- [Article]

My Friend (32) lives in Georgia, she lives in Tennessee (32).


Ok my friend has this woman that he talked to off & on from 2015 to 2019 she became a Friend to him. They really didn't talk that much during that time, just here and there. In July of 2019 this is where things started to pick up. They started talking more and liking each other more. On March 25, 2020 she gets into a relationship back with her ex (she contacted my friend to let him know), my friend is upset & hurt, she said she was sorry that she hurt him. She breaks up with her ex a few days before May 4th, 2020. My friend has done everything you can name for this woman send her gifts, money (when she needed it) & other things. My friend was super sweet & nice to her even after the break up with her ex. She contacted my on May 4th, 2020 & the conversations were Great even sexual, it was sexual before she got back her ex. On June 15th, 2020 my Friend & this woman met for the 1st time ever & had sex with her that night & stayed in Tennessee until June 19th, 2020. The conversations were still sexual the rest of the way. On September 12, 2020 the conversation was brought up about a relationship, she told my friend that she was not ready for a relationship due to things in her life her. Fast Forward to more recently she told my friend in February of this year that she loved him, he has a special place in her heart, she never met anyone like him before. Also recently there were conversations about a 2nd meeting in which drives to down to come see him. Fast forward to two weeks ago my friend found out yesterday that she was in a relationship on Facebook. Fast forward to today my friend hits her up to ask if her Facebook had been hacked because it said she was in a relationship. She told him that she recently met someone & they decided to see where things go. She also said both times happened unexpected & not planned & that she didn't mean to hurt my friend & that she was sorry & hopes he forgives her one day. My friend has not talked to her since 2 weeks ago & he told her if her relationship doesn’t workout to shoot him a text or call & she said she will do that.


A couple of questions:

Should my Friend block this woman? I know it will be hard for him to.

Should my Friend keep this woman as a Friend? 

What would you suggest my Friend do to move on?

Also if my Friend is Single when her relationship ends & she contacts him what would you suggest he do? & should he forgive her?

- [Data]

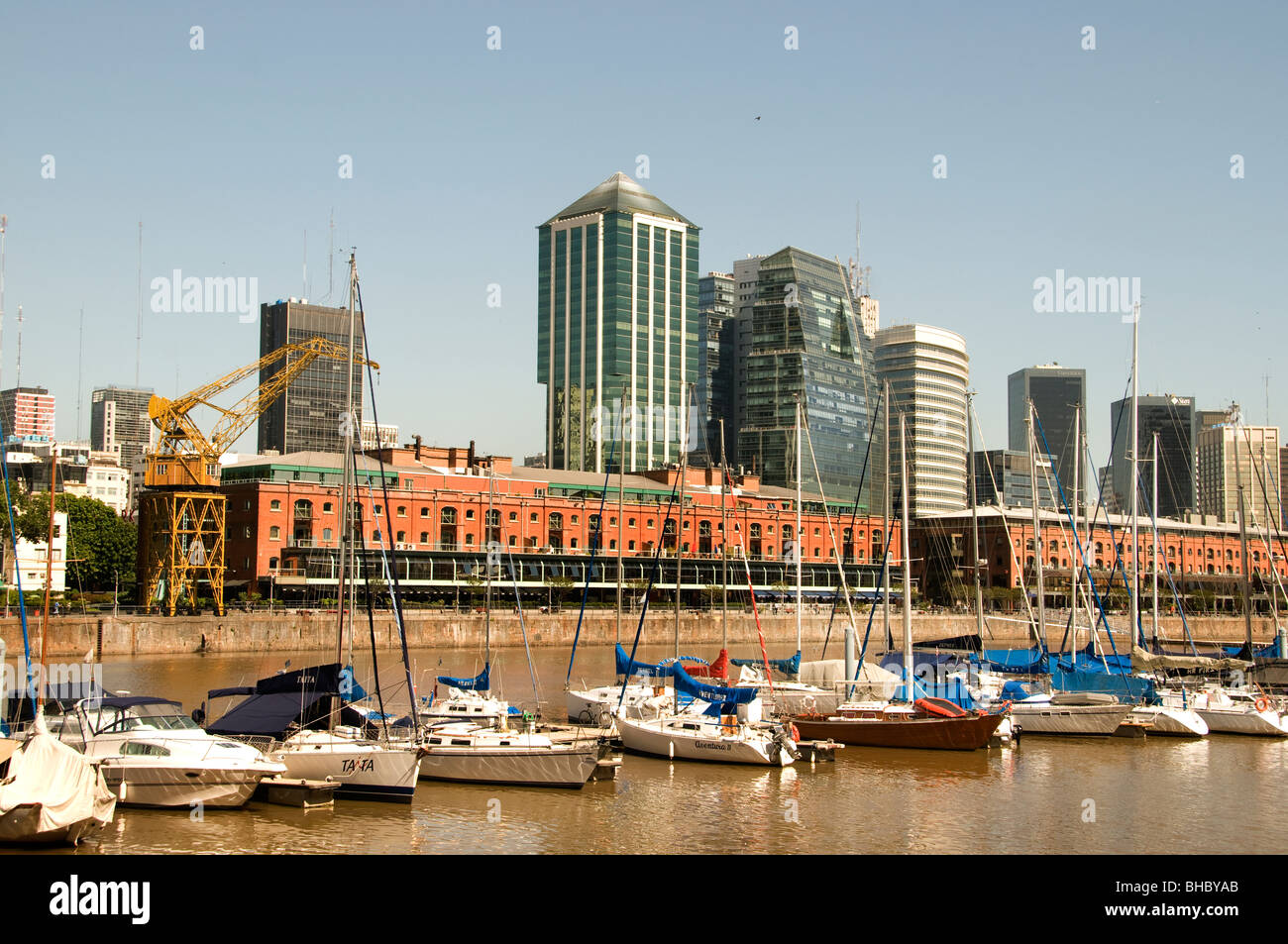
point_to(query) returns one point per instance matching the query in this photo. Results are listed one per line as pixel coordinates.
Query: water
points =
(1153, 794)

- [Goal A]
Condense the paragraph of the advice post that begins "Ok my friend has this woman" into a short bulleted list that keeps its main facts.
- [Goal B]
Answer these questions using the advice post:
(i) Which state does the woman live in?
(ii) On what date did the friend and the woman meet in person for the first time?
(iii) In the first question at the end of the post, how does the writer expect blocking the woman will be for the friend?
- [Goal C]
Proceed with the advice post about the friend and the woman, starting after its final question.
The data has no connection to the advice post.

- [Result A]
- The friend and the woman talked off and on from 2015 to 2019, and their contact picked up in July 2019.
- On March 25, 2020, she got back together with her ex and told the friend, who was hurt. She broke up with the ex a few days before May 4, 2020.
- The friend had sent her gifts and money and stayed kind to her. Their conversations resumed on May 4, 2020, and were sexual.
- They met for the first time on June 15, 2020, had sex that night, and he stayed in Tennessee until June 19.
- On September 12, 2020, she said she was not ready for a relationship because of things in her life.
- In February she told him she loved him and that he had a special place in her heart. They also talked about a second meeting.
- He then learned from Facebook that she was in a relationship. She said she had recently met someone, that it was not planned, and that she was sorry.
- He has not talked to her since. He told her to text or call if the relationship doesn't work out, and she said she would.

- [Result B]
(i) Tennessee
(ii) June 15, 2020
(iii) Hard

- [Result C]
Edited by Carlo
Posted
9 minutes ago, Carlo said:

  if my Friend is Single when her relationship ends & she contacts him what would you suggest he do?

It's best to delete and block exes from ALL messaging apps and social media. Dating locally would be a better idea. That way a real relationship can develop.

Is this the same woman?:

 

  • Author
Posted (edited)
15 minutes ago, Wiseman2 said:

It's best to delete and block exes from ALL messaging apps and social media. Dating locally would be a better idea. That way a real relationship can develop.

Is this the same woman?:

 

I admit it’s the same Girl #1 honestly.

The only reason I said Friend is because I kinda felt guilty, didn’t want to lie but felt guilty. I also found out that Girl #2 has a Boyfriend so we don’t talk anymore but I didn’t block her, but my feelings weren’t that strong for Girl #2 even though I was fond of her. 

Edited by Carlo
Posted
6 minutes ago, Carlo said:

I admit it’s the same Girl #1 honestly

Maybe forget about both of them. Get a good profile and pics on quality dating apps and start talking to local available single women. Meet in person asap so you can avoid the pitfalls of long distance.

  • Author
Posted (edited)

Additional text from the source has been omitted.